24. Volverse hacia la luz

¿Cómo se construye un árbol?

Sus hojas absorben el dióxido de carbono (CO2) del aire. Después estas moléculas de CO2 se separan en carbono (C) y oxígeno (O2). El árbol se queda con el carbono y desecha el oxígeno. Al mezclar el carbono con el agua y unos pocos minerales de la tierra, crea la sustancia con la que va generando la madera de su cuerpo.

¿Y cómo hacen las hojas para romper las moléculas de dióxido de carbono? Ahí es donde entra el sol, que con su luz aporta la energía necesaria para lograr esa división (fotosíntesis).

Si, al cabo de un tiempo, esa madera se expone al calor suficiente, el proceso opuesto comienza. Se produce una reacción en cadena en la que el oxígeno del aire se vuelve a unir con el carbono de la madera, separándolo del agua y generando de nuevo el dióxido de carbono. Y la luz del sol, que había quedado almacenada en la madera, se vuelve a liberar en forma de fuego. Lo que vemos en una hoguera es la luz del sol.

Los seres humanos no somos muy distintos.

- TAREAS POR HACER -
A) Indica si estas afirmaciones coinciden con el texto sobre cómo se construye un árbol: (i) el árbol se queda con el oxígeno y desecha el carbono; (ii) la luz del sol aporta la energía para dividir las moléculas de dióxido de carbono; (iii) lo que vemos en una hoguera es la luz del sol. Para cada una, responde sí o no y cita literalmente las palabras del texto que lo deciden.
B) Prolonga el texto sobre cómo se construye un árbol a partir de su última oración.

- ÍTEMS PROPORCIONADOS -
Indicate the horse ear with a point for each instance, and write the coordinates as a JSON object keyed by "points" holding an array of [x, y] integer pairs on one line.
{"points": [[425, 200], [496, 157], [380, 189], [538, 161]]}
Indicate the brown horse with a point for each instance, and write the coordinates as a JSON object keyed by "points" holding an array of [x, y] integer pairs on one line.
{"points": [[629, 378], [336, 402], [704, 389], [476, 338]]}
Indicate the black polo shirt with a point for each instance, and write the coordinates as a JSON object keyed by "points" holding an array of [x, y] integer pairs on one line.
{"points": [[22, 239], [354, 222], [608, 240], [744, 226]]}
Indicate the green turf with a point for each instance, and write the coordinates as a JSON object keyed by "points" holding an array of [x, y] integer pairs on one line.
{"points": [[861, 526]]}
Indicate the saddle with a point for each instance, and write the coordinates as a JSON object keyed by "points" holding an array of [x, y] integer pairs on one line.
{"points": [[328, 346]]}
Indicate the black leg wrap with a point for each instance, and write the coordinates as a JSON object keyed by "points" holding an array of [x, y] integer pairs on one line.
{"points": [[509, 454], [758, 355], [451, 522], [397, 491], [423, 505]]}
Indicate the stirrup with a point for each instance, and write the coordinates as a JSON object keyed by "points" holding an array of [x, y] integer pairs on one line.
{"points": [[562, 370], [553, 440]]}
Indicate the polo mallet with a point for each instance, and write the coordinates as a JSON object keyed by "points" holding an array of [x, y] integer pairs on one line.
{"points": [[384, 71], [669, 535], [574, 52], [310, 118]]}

- RESULTADOS -
A)
(i) No: «El árbol se queda con el carbono y desecha el oxígeno.»
(ii) Sí: «Ahí es donde entra el sol, que con su luz aporta la energía necesaria para lograr esa división (fotosíntesis).»
(iii) Sí: «Lo que vemos en una hoguera es la luz del sol.»

B)
Vivo dos vidas paralelas. En una, soy un hombre, finito y mortal, tratando de vivir de la mejor manera posible en su paso a través del tiempo. En la otra, soy algo mucho más abstracto, algo que no tiene una forma concreta, una energía que fluye a través del hombre y lo va animando, transformando y abriendo.

Soy el árbol, con un cuerpo hecho de carbono. Y también soy la luz del sol, que un día sirvió para construir ese cuerpo, y que ahora, en la reacción en cadena llamada fuego, vuelve a emitir su luz y su calor.

Desde la perspectiva del carbono, vivo en un mundo hecho de carbono. Desde la perspectiva de la luz, vivo en un campo infinito de energía en movimiento.

Desde la perspectiva del hombre, vivo en un mundo de materia. Desde la perspectiva del espíritu, vivo en un campo infinito de amor. Ambos mundos se encuentran y crean mutuamente en el fuego de la transformación espiritual.

Las dos vidas son, de manera paradójica, una sola experiencia y un solo camino, al menos mientras dure este cuerpo. Muchas veces lo olvido, y al mirar solo encuentro al hombre, separado e ignorante, imperfecto y asustado. Entonces sufro y rezo mientras siento cómo la marea del mundo me arrastra de un lado para otro. Lo que busco con esa oración es recordar mi otra naturaleza, la real, la eterna. Lo que busco es aquello que ya soy, pero que por algún misterio se mantiene oculto. Y ahí la gran paradoja: estoy inmerso en una gran aventura, un peregrinaje largo y sinuoso a Santiago, pero en ningún momento he salido de su catedral. Eso es lo que recuerdo cuando mi oración es contestada y Dios decide tocarme con su amor e iluminar por un momento mi verdadera condición eterna.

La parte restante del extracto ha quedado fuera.